Lay out these entries as a two-column CSV with the columns text and answer, one row per entry. Put each entry's text and its answer in their own quoted field, turn line breaks into spaces, and leave out the pictures.

-- begin Information supplied --

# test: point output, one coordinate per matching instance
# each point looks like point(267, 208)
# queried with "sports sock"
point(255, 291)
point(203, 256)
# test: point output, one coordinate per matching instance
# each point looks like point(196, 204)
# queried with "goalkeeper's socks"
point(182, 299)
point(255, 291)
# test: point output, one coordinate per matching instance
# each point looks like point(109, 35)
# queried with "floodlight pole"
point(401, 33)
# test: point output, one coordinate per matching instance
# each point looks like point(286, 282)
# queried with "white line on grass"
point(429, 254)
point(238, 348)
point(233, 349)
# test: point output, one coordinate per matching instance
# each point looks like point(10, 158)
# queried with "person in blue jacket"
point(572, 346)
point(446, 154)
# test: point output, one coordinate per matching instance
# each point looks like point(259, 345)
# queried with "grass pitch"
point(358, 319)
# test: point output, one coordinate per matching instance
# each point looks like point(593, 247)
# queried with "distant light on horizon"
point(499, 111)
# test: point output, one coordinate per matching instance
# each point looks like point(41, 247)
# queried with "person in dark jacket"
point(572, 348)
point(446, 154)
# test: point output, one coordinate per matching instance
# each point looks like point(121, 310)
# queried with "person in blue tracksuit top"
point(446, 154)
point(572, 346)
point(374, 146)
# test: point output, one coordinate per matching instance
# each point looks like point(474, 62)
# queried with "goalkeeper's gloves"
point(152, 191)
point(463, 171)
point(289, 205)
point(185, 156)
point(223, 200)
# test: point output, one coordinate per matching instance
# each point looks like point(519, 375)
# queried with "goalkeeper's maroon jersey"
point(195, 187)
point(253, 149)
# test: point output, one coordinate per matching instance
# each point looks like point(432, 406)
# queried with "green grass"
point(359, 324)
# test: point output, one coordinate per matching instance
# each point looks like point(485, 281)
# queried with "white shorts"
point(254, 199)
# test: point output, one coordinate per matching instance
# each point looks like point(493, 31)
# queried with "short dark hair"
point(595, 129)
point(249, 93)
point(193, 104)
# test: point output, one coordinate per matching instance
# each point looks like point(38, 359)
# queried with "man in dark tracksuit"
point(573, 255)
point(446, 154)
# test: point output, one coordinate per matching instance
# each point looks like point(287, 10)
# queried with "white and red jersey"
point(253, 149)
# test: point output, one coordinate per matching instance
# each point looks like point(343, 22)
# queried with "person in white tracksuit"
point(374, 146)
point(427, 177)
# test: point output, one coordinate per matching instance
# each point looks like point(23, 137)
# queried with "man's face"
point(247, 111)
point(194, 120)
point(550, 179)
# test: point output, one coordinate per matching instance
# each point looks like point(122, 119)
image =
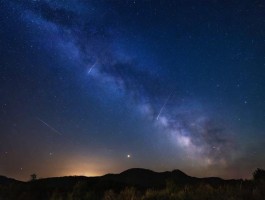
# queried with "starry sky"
point(100, 86)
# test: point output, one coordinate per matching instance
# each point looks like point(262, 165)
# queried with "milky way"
point(92, 87)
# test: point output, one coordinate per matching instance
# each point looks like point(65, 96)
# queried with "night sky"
point(95, 87)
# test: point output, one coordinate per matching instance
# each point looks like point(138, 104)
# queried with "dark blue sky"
point(92, 87)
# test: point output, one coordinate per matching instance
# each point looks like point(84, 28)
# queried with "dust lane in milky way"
point(92, 87)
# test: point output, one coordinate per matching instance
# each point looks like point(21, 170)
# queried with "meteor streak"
point(53, 129)
point(91, 68)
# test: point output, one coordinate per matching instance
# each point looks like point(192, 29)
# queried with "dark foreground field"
point(135, 184)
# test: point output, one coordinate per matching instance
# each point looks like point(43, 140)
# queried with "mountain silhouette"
point(136, 177)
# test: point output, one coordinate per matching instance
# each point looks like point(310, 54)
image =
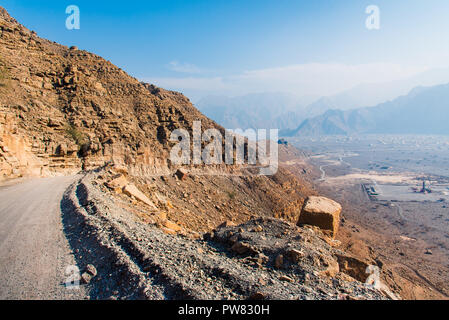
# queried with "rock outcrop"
point(321, 212)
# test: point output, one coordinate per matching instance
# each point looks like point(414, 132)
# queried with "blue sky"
point(235, 47)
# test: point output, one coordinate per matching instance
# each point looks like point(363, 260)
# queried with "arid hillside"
point(63, 110)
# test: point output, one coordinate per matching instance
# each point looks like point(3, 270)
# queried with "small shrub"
point(79, 137)
point(4, 76)
point(232, 195)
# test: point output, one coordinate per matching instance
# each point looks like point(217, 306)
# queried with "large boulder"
point(321, 212)
point(132, 191)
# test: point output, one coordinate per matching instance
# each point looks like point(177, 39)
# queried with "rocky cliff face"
point(63, 110)
point(70, 109)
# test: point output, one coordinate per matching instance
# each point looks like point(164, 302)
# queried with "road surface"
point(34, 253)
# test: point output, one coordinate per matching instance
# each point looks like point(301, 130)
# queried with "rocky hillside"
point(66, 111)
point(423, 111)
point(63, 109)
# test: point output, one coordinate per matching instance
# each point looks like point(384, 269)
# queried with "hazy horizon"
point(233, 48)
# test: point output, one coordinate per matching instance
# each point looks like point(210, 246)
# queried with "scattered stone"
point(257, 228)
point(279, 262)
point(91, 270)
point(243, 248)
point(118, 183)
point(171, 225)
point(294, 255)
point(257, 296)
point(86, 278)
point(182, 174)
point(132, 191)
point(226, 224)
point(286, 279)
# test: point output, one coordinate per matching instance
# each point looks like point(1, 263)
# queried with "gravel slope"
point(34, 253)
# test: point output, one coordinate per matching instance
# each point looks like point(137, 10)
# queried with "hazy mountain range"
point(287, 111)
point(425, 110)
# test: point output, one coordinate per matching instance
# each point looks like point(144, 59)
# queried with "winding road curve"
point(34, 253)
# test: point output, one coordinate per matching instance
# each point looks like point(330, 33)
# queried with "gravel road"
point(34, 252)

-- end Information supplied --

_Complete output_.
text,answer
"# test: point output, one coordinate per matching instance # each point looks like point(267, 208) # queried with ""sports sock""","point(255, 291) point(203, 256)"
"# test: point output, one coordinate per matching instance # each point looks like point(196, 204) # queried with ""goalkeeper's socks""","point(182, 299) point(255, 291)"
"# test: point output, one coordinate per matching instance # each point looks like point(109, 35) # queried with ""floodlight pole""","point(401, 33)"
"# test: point output, one coordinate per matching instance # each point looks like point(286, 282) # queried with ""white line on grass""","point(429, 254) point(238, 348) point(233, 349)"
"# test: point output, one coordinate per matching instance # each point looks like point(10, 158) # queried with ""person in blue jacket""","point(572, 346) point(446, 154)"
"# test: point output, one coordinate per matching instance # each point looks like point(259, 345) # queried with ""grass pitch""","point(358, 319)"
"# test: point output, one coordinate per matching instance # each point looks like point(593, 247) # queried with ""distant light on horizon""","point(499, 111)"
"# test: point output, one coordinate per matching instance # each point looks like point(41, 247) # queried with ""person in dark jacket""","point(572, 348) point(446, 154)"
"# test: point output, one coordinate per matching instance # each point looks like point(121, 310) # queried with ""person in blue tracksuit top""","point(446, 154) point(572, 346) point(374, 146)"
"# test: point output, one coordinate per matching instance # each point looks like point(474, 62) # queried with ""goalkeeper's gloves""","point(152, 191) point(463, 171) point(289, 205) point(185, 156) point(223, 200)"
"# test: point output, one coordinate per matching instance # each point looks like point(519, 375) # queried with ""goalkeeper's maroon jersey""","point(195, 187) point(253, 149)"
"# test: point output, one coordinate per matching instance # each point looks like point(432, 406) # queried with ""green grass""","point(359, 324)"
"# test: point output, one coordinate per matching instance # each point looks like point(485, 281) # queried with ""white shorts""","point(254, 199)"
"# test: point output, one coordinate per matching instance # each point looks like point(493, 31) # queried with ""short dark hair""","point(595, 129) point(249, 93) point(193, 104)"
"# test: point output, one coordinate per matching instance # each point looks like point(38, 359) # queried with ""man in dark tracksuit""","point(573, 255) point(446, 154)"
"# test: point output, one coordinate per matching instance # each point looks like point(287, 10) # queried with ""white and red jersey""","point(253, 149)"
"# test: point output, one coordinate per matching instance # each point looks like point(343, 22) # queried with ""person in white tracksuit""","point(374, 146) point(427, 177)"
"# test: point output, one coordinate per matching instance # each point looks like point(23, 137) # queried with ""man's face""","point(247, 111) point(194, 120) point(550, 179)"
"# test: point output, one coordinate per matching instance # each point looks like point(122, 119) image = # queried with ""starry sky""","point(100, 86)"
"# test: point output, one coordinate per matching instance # each point looks like point(262, 165) # queried with ""milky way""","point(92, 87)"
"# test: point output, one coordinate per matching instance # each point looks like point(65, 96) # queried with ""night sky""","point(95, 87)"
"# test: point output, one coordinate per matching instance # each point looks like point(138, 104) # queried with ""dark blue sky""","point(92, 87)"
"# test: point output, one coordinate per matching instance # each point looks like point(84, 28) # queried with ""dust lane in milky way""","point(92, 87)"
"# test: point output, one coordinate per matching instance # each point looks like point(21, 170) # queried with ""meteor streak""","point(53, 129) point(91, 68)"
"# test: point output, one coordinate per matching instance # each point looks like point(192, 29) # queried with ""dark foreground field""","point(135, 184)"
"# test: point output, one coordinate per matching instance # each point looks like point(43, 140) # queried with ""mountain silhouette""","point(136, 177)"
"# test: point output, one coordinate per matching instance # each point looks like point(310, 54) image = # queried with ""rock outcrop""","point(321, 212)"
"# test: point output, one coordinate per matching instance # each point looks like point(414, 132) # queried with ""blue sky""","point(235, 47)"
"# test: point output, one coordinate per matching instance # each point looks like point(363, 260) # queried with ""arid hillside""","point(63, 110)"
"# test: point output, one coordinate per matching instance # each point looks like point(3, 270) # queried with ""small shrub""","point(79, 137) point(4, 76) point(232, 195)"
"# test: point output, one coordinate per matching instance # each point looks like point(217, 306) # queried with ""large boulder""","point(321, 212) point(132, 191)"
"# test: point output, one coordinate per matching instance # each point looks like point(177, 39) # queried with ""rocky cliff face""","point(63, 110) point(70, 109)"
"# test: point output, one coordinate per matching instance # each point looks like point(164, 302) # queried with ""road surface""","point(34, 253)"
"# test: point output, one coordinate per matching instance # each point looks like point(301, 130) # queried with ""rocky hillside""","point(66, 111) point(423, 111) point(63, 109)"
"# test: point output, one coordinate per matching instance # each point looks like point(384, 269) # queried with ""hazy horizon""","point(233, 48)"
"# test: point output, one coordinate per matching instance # each point looks like point(210, 246) # queried with ""scattered stone""","point(257, 228) point(279, 262) point(91, 270) point(243, 248) point(118, 183) point(171, 225) point(294, 255) point(257, 296) point(86, 278) point(182, 174) point(132, 191) point(226, 224) point(286, 279)"
"# test: point output, one coordinate per matching instance # each point looks like point(1, 263) # queried with ""gravel slope""","point(34, 253)"
"# test: point output, one coordinate per matching instance # each point looks like point(137, 10) # queried with ""hazy mountain range""","point(287, 111) point(425, 110)"
"# test: point output, one coordinate per matching instance # each point looks like point(144, 59) # queried with ""winding road curve""","point(34, 253)"
"# test: point output, one coordinate per matching instance # each point looks like point(330, 33) # queried with ""gravel road""","point(34, 252)"